# Task objective:
Copy every line of the listing exactly.

# Material supplied:

.....

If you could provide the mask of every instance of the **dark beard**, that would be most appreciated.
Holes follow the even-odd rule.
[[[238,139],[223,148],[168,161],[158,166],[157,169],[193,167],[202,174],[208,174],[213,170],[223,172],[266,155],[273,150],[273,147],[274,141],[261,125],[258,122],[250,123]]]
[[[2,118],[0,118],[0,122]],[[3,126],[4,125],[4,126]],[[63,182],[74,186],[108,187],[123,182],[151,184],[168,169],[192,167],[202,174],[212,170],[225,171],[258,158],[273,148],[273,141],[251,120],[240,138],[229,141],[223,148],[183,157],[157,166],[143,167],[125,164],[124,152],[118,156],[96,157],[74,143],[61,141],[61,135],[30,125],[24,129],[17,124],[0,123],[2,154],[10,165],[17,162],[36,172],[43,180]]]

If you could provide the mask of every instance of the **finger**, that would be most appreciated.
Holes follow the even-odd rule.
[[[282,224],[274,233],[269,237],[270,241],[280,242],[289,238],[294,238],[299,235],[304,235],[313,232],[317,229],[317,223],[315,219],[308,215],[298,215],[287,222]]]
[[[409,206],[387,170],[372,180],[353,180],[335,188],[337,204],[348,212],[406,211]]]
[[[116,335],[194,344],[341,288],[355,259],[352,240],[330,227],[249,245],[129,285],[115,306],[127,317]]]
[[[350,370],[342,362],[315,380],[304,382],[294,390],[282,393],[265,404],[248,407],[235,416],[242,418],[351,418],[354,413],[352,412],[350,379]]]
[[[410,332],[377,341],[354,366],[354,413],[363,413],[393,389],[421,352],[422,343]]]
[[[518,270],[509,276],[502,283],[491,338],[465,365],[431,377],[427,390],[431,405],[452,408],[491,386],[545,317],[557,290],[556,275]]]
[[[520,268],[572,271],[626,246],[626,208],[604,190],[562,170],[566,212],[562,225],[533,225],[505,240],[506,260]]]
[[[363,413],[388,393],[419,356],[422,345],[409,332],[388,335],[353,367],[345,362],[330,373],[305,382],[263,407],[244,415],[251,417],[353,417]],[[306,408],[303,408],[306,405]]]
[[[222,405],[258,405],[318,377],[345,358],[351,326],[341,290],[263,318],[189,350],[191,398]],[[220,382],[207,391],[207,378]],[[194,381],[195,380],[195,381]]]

.....

# Output:
If you could provide the mask of every instance of the **dark beard**, that would be most appreciated.
Holes follow the even-odd rule.
[[[238,139],[223,148],[168,161],[158,166],[157,169],[193,167],[202,174],[208,174],[213,170],[223,172],[266,155],[273,150],[273,147],[274,141],[261,125],[258,122],[250,123]]]
[[[2,118],[0,118],[0,122]],[[3,126],[4,125],[4,126]],[[63,182],[74,186],[108,187],[123,182],[151,184],[168,169],[192,167],[202,174],[212,170],[225,171],[258,158],[273,148],[273,141],[251,120],[240,138],[229,141],[223,148],[183,157],[157,166],[143,167],[125,164],[124,152],[118,156],[96,157],[74,143],[61,141],[61,135],[30,125],[24,129],[17,124],[0,123],[2,154],[10,165],[17,162],[36,172],[43,180]]]

If you could provide the mask of every instance of the **finger**, that would be most appreciated.
Holes follow the even-odd rule.
[[[282,224],[274,233],[269,237],[270,241],[280,242],[289,238],[294,238],[299,235],[304,235],[313,232],[317,229],[317,223],[315,219],[308,215],[298,215],[287,222]]]
[[[409,206],[387,170],[372,180],[353,180],[335,188],[337,204],[348,212],[406,211]]]
[[[116,335],[194,344],[341,288],[355,259],[352,240],[330,227],[249,245],[129,285],[115,306],[127,317]]]
[[[350,370],[342,362],[315,380],[304,382],[294,390],[282,393],[265,404],[248,407],[235,416],[242,418],[351,418],[354,413],[352,412],[350,379]]]
[[[410,332],[377,341],[354,366],[354,413],[363,413],[393,389],[421,352],[422,343]]]
[[[518,270],[509,276],[502,283],[491,338],[465,365],[431,377],[427,390],[431,405],[452,408],[491,386],[545,317],[557,290],[556,275]]]
[[[520,268],[572,271],[626,246],[626,208],[604,190],[562,170],[566,212],[562,225],[533,225],[505,240],[506,260]]]
[[[363,413],[388,393],[419,356],[422,345],[409,332],[388,335],[353,367],[345,362],[330,373],[305,382],[263,407],[244,415],[251,417],[353,417]],[[306,408],[303,408],[306,405]]]
[[[222,405],[258,405],[318,377],[345,358],[351,326],[341,290],[263,318],[189,350],[191,398]],[[220,382],[207,391],[207,378]],[[194,381],[195,380],[195,381]]]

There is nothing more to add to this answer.